Each line from the one with "point: ear -- one" through the last line of the records must be output exactly, both ends included.

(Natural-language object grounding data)
━━━━━━━━━━━━━━━━━━━━━━━━━━━━━━

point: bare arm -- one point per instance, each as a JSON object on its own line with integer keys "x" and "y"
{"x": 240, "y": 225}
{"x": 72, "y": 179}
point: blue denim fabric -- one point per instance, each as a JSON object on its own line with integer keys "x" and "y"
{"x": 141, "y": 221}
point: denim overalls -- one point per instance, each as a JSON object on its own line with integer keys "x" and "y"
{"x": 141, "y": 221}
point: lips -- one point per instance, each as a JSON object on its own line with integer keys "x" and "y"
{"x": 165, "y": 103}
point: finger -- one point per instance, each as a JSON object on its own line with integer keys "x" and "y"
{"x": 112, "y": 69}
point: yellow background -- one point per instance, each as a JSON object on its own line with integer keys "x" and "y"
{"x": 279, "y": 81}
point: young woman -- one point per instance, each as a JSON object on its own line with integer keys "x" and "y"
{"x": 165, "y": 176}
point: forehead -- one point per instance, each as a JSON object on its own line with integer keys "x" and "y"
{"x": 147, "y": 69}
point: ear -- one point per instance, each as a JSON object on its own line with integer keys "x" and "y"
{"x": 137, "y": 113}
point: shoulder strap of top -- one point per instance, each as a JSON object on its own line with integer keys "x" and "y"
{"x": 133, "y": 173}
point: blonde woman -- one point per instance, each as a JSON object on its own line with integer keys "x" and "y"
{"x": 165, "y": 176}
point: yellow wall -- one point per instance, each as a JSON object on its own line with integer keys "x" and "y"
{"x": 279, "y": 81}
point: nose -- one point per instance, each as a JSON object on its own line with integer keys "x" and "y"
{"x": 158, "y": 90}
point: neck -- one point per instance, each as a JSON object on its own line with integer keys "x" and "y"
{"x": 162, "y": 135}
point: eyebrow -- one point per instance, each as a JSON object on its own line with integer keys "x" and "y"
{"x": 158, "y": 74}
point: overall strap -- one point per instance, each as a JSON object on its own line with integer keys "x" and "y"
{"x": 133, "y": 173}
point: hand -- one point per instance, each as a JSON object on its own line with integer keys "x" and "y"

━━━━━━━━━━━━━━━━━━━━━━━━━━━━━━

#### SOLUTION:
point: ear -- one point per instance, each as a JSON object on its own line with integer keys "x" and "y"
{"x": 137, "y": 113}
point: shoulder strap of top -- one point per instance, each as a JSON object on its own line with integer keys "x" and "y"
{"x": 133, "y": 173}
point: blonde woman -- one point per instance, each as a JSON object on its own line with integer keys "x" and "y"
{"x": 165, "y": 176}
point: yellow wall -- one point per instance, each as a JSON object on its own line with integer keys "x" and "y"
{"x": 279, "y": 81}
point: nose -- one point per instance, each as a JSON object on its own line with integer keys "x" and "y"
{"x": 158, "y": 90}
point: neck -- one point per instance, each as a JSON object on its own line with integer keys "x" and "y"
{"x": 162, "y": 135}
point: eyebrow -- one point per instance, each as a JSON object on its own line with integer keys "x" and "y"
{"x": 158, "y": 74}
point: overall strap -- one point per instance, each as a JSON object on its own line with integer keys "x" and "y"
{"x": 133, "y": 173}
point: hand -- one point per instance, each as a JSON object on its own line with integer keys "x" and "y"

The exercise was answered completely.